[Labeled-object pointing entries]

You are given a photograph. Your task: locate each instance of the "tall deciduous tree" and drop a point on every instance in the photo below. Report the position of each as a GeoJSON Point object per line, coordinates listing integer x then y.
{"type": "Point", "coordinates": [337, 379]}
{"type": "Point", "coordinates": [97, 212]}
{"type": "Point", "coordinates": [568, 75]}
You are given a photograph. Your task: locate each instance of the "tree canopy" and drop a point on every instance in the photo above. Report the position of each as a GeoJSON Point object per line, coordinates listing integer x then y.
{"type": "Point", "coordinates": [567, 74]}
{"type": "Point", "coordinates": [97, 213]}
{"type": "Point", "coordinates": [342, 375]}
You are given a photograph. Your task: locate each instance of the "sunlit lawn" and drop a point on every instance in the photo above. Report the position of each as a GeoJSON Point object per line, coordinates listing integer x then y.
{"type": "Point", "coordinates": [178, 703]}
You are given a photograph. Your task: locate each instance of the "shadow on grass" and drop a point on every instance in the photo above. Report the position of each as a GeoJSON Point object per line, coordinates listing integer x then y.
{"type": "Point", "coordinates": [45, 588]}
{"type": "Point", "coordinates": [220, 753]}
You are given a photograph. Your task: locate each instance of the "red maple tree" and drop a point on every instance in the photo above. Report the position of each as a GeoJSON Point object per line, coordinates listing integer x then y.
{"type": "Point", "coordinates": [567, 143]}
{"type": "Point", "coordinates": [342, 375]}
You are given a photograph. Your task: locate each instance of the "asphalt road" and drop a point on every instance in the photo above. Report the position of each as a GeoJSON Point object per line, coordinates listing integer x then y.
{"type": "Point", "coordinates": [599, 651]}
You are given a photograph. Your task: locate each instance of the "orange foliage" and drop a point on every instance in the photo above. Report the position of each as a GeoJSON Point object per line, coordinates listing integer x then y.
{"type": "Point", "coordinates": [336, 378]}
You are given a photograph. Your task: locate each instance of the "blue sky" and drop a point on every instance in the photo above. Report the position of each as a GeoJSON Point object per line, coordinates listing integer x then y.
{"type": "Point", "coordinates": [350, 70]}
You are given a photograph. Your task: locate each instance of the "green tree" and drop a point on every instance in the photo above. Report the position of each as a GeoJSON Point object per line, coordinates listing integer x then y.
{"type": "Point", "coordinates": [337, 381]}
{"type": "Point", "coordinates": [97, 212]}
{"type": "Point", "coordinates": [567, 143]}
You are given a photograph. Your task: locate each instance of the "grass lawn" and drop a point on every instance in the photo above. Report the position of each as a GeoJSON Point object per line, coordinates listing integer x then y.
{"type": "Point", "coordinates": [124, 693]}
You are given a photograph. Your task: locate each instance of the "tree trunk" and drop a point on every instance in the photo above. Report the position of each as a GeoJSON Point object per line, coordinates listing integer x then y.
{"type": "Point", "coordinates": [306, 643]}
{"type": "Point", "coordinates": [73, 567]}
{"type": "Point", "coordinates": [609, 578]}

_EXERCISE_
Write the material out exactly, with nothing left out.

_ANSWER TO THE TASK_
You are given a photograph. Your task: locate each instance of the "tall deciduous tree" and drop a point on every instance in the photo below. Report the position of each as a GeoJSON Point object per line, coordinates listing integer x then y.
{"type": "Point", "coordinates": [337, 379]}
{"type": "Point", "coordinates": [97, 212]}
{"type": "Point", "coordinates": [568, 75]}
You are given a photograph. Your task: locate each instance of the "tree canopy" and drop a point on every instance in the photo above. Report the position of each as a GeoJSON Point object per line, coordinates listing integer x then y.
{"type": "Point", "coordinates": [567, 74]}
{"type": "Point", "coordinates": [97, 213]}
{"type": "Point", "coordinates": [342, 375]}
You are given a photograph. Your task: locate each instance of the "sunlit lawn" and drop a point on every instance in the photo above. Report the position of each as a GeoJSON Point object per line, coordinates listing integer x then y.
{"type": "Point", "coordinates": [178, 703]}
You are given a photograph. Your task: locate each instance of the "shadow on grass" and drop a point on every instance in the photo above. Report the position of each as a GeoJSON Point object per line, coordinates listing integer x then y.
{"type": "Point", "coordinates": [45, 588]}
{"type": "Point", "coordinates": [220, 753]}
You are given a photograph. Your task: locate each instance of the "red maple tree" and drop a point on every instance in the photo above. Report the position of each as a GeoJSON Point object per line, coordinates listing integer x then y.
{"type": "Point", "coordinates": [567, 143]}
{"type": "Point", "coordinates": [342, 375]}
You are given a photograph. Your task: locate each instance of the "asphalt road" and drop a point on every instance in the photo above. Report the position of each as a GeoJSON Point object per line, coordinates listing integer x then y.
{"type": "Point", "coordinates": [599, 651]}
You are given a photograph. Your task: locate each instance of the "orange foliage" and drop a point on every instance in the photo above. Report the position of each as a GeoJSON Point object per line, coordinates listing integer x then y.
{"type": "Point", "coordinates": [336, 378]}
You are given a photograph. Your task: locate each instance of the "blue sky" and drop a point on every instance in the photo above. Report the position of each as a GeoJSON Point object per line, coordinates listing integer x then y.
{"type": "Point", "coordinates": [350, 70]}
You are given a photograph. Your task: locate each instance of the "green tree" and drop a point on every instance in the photo above. Report the position of each as a GeoJSON Point object per line, coordinates listing integer x then y.
{"type": "Point", "coordinates": [337, 381]}
{"type": "Point", "coordinates": [97, 212]}
{"type": "Point", "coordinates": [567, 143]}
You are given a photograph. Your task: locate each instance of the "grass lawn" and drop a point on every instance in the photo above. Report the position of each as a GeoJSON Point object per line, coordinates listing integer x then y.
{"type": "Point", "coordinates": [124, 693]}
You are given a photograph. Your task: locate each instance of the "tree trunk" and drop a point on every instance in the photo above. Report the position of each as a GeoJSON Point object per line, coordinates listing integer x then y.
{"type": "Point", "coordinates": [306, 643]}
{"type": "Point", "coordinates": [73, 567]}
{"type": "Point", "coordinates": [609, 578]}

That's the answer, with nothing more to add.